* **Source records**:
##########
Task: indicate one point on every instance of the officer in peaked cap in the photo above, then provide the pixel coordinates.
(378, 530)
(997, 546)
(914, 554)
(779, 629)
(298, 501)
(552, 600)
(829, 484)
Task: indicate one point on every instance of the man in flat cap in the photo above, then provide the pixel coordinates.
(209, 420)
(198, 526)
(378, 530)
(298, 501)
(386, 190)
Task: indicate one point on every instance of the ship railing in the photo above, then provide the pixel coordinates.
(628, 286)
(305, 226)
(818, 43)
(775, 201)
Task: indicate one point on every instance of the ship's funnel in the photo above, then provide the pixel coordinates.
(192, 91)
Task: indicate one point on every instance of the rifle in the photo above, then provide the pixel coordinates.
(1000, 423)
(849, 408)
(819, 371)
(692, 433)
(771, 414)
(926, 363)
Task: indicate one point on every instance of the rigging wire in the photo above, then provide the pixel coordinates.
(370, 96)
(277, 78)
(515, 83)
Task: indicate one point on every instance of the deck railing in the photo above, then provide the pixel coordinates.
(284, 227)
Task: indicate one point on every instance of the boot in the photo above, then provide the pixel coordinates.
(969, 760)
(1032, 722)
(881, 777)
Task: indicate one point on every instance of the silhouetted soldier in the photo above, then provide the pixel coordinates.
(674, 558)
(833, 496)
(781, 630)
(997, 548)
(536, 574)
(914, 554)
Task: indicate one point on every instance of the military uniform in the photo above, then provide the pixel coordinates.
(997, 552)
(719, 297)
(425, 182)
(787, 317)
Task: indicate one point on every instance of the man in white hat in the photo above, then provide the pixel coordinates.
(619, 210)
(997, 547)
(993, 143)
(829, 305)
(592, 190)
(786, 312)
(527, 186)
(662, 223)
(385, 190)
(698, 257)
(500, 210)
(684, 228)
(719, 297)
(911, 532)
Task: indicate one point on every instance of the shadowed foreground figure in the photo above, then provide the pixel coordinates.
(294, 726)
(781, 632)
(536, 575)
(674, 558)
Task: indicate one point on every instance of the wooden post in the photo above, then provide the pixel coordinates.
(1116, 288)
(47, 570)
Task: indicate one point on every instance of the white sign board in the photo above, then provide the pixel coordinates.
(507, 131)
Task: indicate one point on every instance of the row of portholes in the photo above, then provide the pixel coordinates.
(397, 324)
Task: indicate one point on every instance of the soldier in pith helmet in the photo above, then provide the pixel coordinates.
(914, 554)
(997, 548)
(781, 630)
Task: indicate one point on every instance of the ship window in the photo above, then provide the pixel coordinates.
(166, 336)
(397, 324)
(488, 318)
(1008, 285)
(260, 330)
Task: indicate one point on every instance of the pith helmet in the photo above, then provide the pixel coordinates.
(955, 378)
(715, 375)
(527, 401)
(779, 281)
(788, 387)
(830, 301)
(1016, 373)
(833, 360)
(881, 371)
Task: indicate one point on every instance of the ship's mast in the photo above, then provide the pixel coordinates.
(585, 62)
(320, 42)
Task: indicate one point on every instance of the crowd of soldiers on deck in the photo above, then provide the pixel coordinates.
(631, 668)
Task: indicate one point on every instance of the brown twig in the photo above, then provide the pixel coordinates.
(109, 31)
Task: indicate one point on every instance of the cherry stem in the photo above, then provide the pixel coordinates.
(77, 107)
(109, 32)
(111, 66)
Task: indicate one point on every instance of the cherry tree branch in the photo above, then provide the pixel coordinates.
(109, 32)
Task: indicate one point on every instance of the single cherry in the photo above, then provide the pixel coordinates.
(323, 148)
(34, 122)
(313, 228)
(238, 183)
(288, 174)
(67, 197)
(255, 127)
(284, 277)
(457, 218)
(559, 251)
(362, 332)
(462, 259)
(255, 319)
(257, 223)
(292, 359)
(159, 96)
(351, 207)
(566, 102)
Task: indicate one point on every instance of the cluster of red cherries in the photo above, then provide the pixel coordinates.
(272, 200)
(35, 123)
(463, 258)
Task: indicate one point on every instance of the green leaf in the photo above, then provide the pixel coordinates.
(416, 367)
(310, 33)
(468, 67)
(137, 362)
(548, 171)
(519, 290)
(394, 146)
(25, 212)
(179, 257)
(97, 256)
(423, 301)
##########
* **SHORT EXERCISE**: Please recast each line of the items above as a JSON list of strings, with one string per line and any blank lines omitted.

* **RESULT**:
[
  "Task: indicate one point on every instance of the officer in peaked cap in the photo above, then provide the pixel coordinates.",
  "(378, 530)",
  "(997, 546)",
  "(914, 554)",
  "(779, 629)",
  "(298, 501)",
  "(552, 600)",
  "(829, 484)",
  "Task: indicate one point on every instance of the man in flat cap in the photo above, then provide the pixel coordinates.",
  "(209, 420)",
  "(198, 526)",
  "(378, 530)",
  "(298, 501)",
  "(386, 190)",
  "Task: indicate one point on every instance of the ship railing in the photo above, then provide the pixel coordinates.",
  "(628, 286)",
  "(305, 226)",
  "(818, 43)",
  "(775, 201)",
  "Task: indicate one point on every instance of the ship's funnel in the photo above, then provide the pixel coordinates.",
  "(192, 91)",
  "Task: indicate one point on every instance of the rifle in the photo above, then provide the pixel coordinates.",
  "(1000, 423)",
  "(849, 408)",
  "(819, 371)",
  "(692, 433)",
  "(771, 414)",
  "(926, 363)",
  "Task: indicate one point on every instance of the rigging wire in the photo above, then provide the pixel coordinates.",
  "(370, 96)",
  "(277, 78)",
  "(515, 83)",
  "Task: indicate one point on every instance of the deck railing in the photo above, then provide the pixel coordinates.",
  "(284, 227)",
  "Task: indicate one point on every instance of the boot in the photo above, then provide the pixel coordinates.",
  "(969, 760)",
  "(1032, 722)",
  "(881, 777)",
  "Task: indicate one point on every instance of the silhouetted soldier in the photo above, then provide the pixel coordinates.",
  "(674, 558)",
  "(833, 496)",
  "(781, 630)",
  "(997, 548)",
  "(536, 574)",
  "(914, 554)",
  "Task: indicate one point on every instance of the military uniform in the photo above, then provide the pixel coordinates.",
  "(997, 552)",
  "(719, 297)",
  "(425, 182)",
  "(787, 317)",
  "Task: indicate one point on every instance of the man in white hat in the photo above, then provide the pixel coordinates.",
  "(619, 210)",
  "(997, 547)",
  "(993, 143)",
  "(829, 305)",
  "(592, 190)",
  "(786, 312)",
  "(527, 186)",
  "(662, 223)",
  "(385, 190)",
  "(698, 257)",
  "(500, 210)",
  "(684, 228)",
  "(719, 297)",
  "(911, 532)",
  "Task: indicate one point on every instance of the shadowed foreground figure in the photo above, then provide the pixel coordinates.",
  "(294, 726)",
  "(781, 632)",
  "(536, 575)",
  "(674, 558)",
  "Task: indicate one point on every instance of the wooden post in the photo above, then provide the pixel coordinates.",
  "(1116, 288)",
  "(47, 570)",
  "Task: indicate one point on every instance of the white sign board in the photo above, then provide the pixel coordinates.",
  "(507, 131)",
  "Task: indicate one point on every instance of the row of portholes in the photo above, then provide the pixel coordinates.",
  "(397, 324)",
  "Task: indicate one point on every instance of the soldier in pith helmet in the photo above, then provide the pixel coordinates.",
  "(914, 554)",
  "(997, 548)",
  "(781, 630)",
  "Task: indicate one point on every instance of the ship window in the photo above, then provide the pixel coordinates.",
  "(166, 336)",
  "(397, 324)",
  "(488, 318)",
  "(1008, 285)",
  "(260, 330)",
  "Task: indicate one point on every instance of the pith helmet in the photo above, then provide the pixel coordinates.",
  "(955, 378)",
  "(715, 375)",
  "(527, 401)",
  "(779, 281)",
  "(788, 387)",
  "(830, 301)",
  "(1016, 373)",
  "(833, 360)",
  "(881, 371)",
  "Task: indicate one point on every instance of the ship's mast in the photo above, then provide the pixel coordinates.",
  "(585, 62)",
  "(320, 42)",
  "Task: indicate one point on every instance of the crowd of soldiers on deck in the photo above, then provide the pixel coordinates.",
  "(631, 668)",
  "Task: indicate one point on every instance of the brown twig in the photo above, then provide the pixel coordinates.",
  "(109, 31)",
  "Task: indicate one point on every instance of the cherry stem in the photo above, then provide the pixel coordinates.",
  "(77, 107)",
  "(109, 32)",
  "(111, 66)",
  "Task: indicate one point on every instance of the cherry tree branch in the photo above, then provide the pixel coordinates.",
  "(109, 32)",
  "Task: indicate one point on every instance of the single cherry in the photo above, then provide the pixel coordinates.",
  "(323, 148)",
  "(34, 122)",
  "(313, 228)",
  "(238, 183)",
  "(288, 174)",
  "(67, 197)",
  "(255, 127)",
  "(284, 277)",
  "(457, 218)",
  "(559, 251)",
  "(362, 332)",
  "(462, 259)",
  "(255, 319)",
  "(257, 223)",
  "(292, 359)",
  "(159, 96)",
  "(351, 207)",
  "(566, 102)",
  "Task: indicate one point on every instance of the cluster of red cherries in the photo above, then provide the pixel coordinates.",
  "(272, 200)",
  "(35, 123)",
  "(463, 258)",
  "Task: indicate one point on every instance of the green leaf in the photo above, then provide the pixel coordinates.",
  "(416, 367)",
  "(310, 33)",
  "(468, 67)",
  "(137, 362)",
  "(548, 171)",
  "(519, 290)",
  "(394, 146)",
  "(25, 212)",
  "(179, 257)",
  "(97, 256)",
  "(423, 301)"
]